There were several early pioneers who suggested that the treatment of addiction should mirror the treatment of other chronic diseases. In 1828, Dr. J.H. Kain penned an essay on the treatment of intemperance in which he invoked the medical maxim, “chronic diseases require chronic cures” (Kain, 1828). Dr. T.D. Crothers expressed similar sentiments in an 1879 editorial in the Journal of Inebriety: 

The permanent cure of inebriates under treatment in asylums will compare favorably in numbers with that of any other disease of the nervous system which is more or less chronic before the treatment is commenced (Crothers, 1879).
Such comparisons of addiction to other chronic disorders were lost in the larger collapse of the inebriate asylum movement in the opening decades of the twentieth century.

As interest in alcoholism as a public health problem arose again in the mid-twentieth century, alcoholism was again compared to other chronic diseases. A 1938 report of the Scientific Committee of the Research Council on Problems of Alcohol concluded, “An alcoholic should be regarded as a sick person, just as one who is suffering from tuberculosis, cancer, heart disease, or other serious chronic disorder” (Johnson, 1973).  Also worthy of note is a 1947 article by Dr. R.E. Duncan published in the Kansas City Medical Journal. Duncan declared that alcoholism is a “chronic affair” and that “chronic conditions must be approached on a long range basis.” He further concluded, that to foster complete recovery, treatment must be continued for years after the patient has been sobered” (Duncan, 1947). Duncan was one of the first practitioners to explore the full clinical implications of the chronicity of addiction. During this same period, Charles Franco, an early industrial alcoholism pioneer, wrote a 1951 article “Chronic Alcoholism as a Medical Problem in Industry.” He called for recognizing alcoholism “as much a disease as diabetes or tuberculosis” (Duncan, 1951).

One other important historical footnote from the mid-twentieth century was the 1942 publication of Howard Haggard and E.M. Jellinek’s Alcohol Explored. In this text, which was overshadowed by Jellinek’s later book The Disease Concept of Alcoholism (1960), Haggard and Jellinek suggest that “The progress of research has been impeded by two conceptions: the first that all habitual excessive drinking is a disease, and the second that it is the same disease” (Haggard & Jellinek, 1942). This statement anticipated much of the later debate over the question of whether alcoholism is a disease and whether all alcohol problems can comfortably fit within a “disease” or “chronic disease” rubric. Our focus in this article is not on what addiction is — a disease, illness, disorder, habit, problem, etc. — but on the temporal course of addiction and how the span of the disorder from onset through sustained recovery can be most effectively managed at personal and professional levels.

— Task statement —
List every specific disease that the passage on addiction as a chronic disease names as a comparison for alcoholism, giving each one once.

(Saved entries)
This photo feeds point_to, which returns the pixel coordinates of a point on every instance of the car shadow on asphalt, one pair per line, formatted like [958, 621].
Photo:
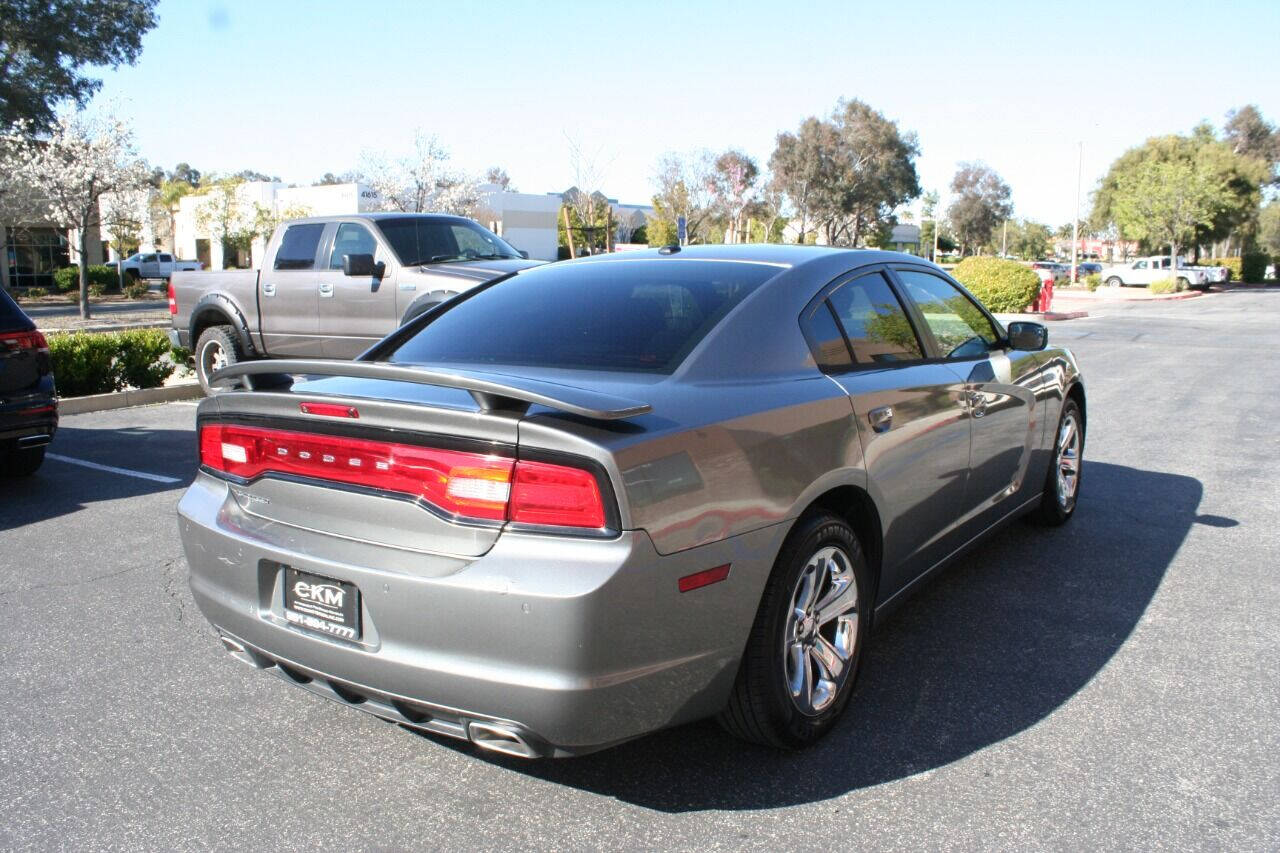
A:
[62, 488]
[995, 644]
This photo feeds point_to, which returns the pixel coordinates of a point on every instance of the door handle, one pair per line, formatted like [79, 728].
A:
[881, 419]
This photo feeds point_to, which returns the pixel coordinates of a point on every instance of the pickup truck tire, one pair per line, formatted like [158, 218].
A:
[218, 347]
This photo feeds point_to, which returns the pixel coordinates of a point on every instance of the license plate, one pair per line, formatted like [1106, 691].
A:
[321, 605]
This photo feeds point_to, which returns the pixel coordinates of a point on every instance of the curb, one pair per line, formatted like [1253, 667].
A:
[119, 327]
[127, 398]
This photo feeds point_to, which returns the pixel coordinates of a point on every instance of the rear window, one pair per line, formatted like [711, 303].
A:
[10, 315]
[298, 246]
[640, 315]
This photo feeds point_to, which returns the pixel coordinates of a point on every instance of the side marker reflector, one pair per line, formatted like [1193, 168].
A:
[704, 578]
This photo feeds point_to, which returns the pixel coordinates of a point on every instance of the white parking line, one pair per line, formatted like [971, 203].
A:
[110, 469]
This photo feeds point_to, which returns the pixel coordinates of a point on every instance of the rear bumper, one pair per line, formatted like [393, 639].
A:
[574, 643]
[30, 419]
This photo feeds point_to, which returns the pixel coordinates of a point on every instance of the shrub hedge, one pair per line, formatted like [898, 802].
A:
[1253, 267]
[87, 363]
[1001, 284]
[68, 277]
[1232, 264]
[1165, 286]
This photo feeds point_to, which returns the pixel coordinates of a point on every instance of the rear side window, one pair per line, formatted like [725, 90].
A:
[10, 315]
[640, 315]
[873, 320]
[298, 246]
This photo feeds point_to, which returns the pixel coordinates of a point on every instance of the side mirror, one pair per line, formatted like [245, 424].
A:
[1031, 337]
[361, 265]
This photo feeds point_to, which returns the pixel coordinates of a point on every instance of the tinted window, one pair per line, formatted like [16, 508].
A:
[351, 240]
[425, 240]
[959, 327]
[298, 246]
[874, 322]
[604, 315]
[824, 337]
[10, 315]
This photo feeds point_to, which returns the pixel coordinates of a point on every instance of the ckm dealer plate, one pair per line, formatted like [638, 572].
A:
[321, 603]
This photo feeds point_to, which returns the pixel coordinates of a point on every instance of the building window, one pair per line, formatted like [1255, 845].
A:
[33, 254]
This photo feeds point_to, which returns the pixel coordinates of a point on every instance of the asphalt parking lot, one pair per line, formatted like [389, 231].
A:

— Written response —
Tuberculosis, cancer, heart disease, diabetes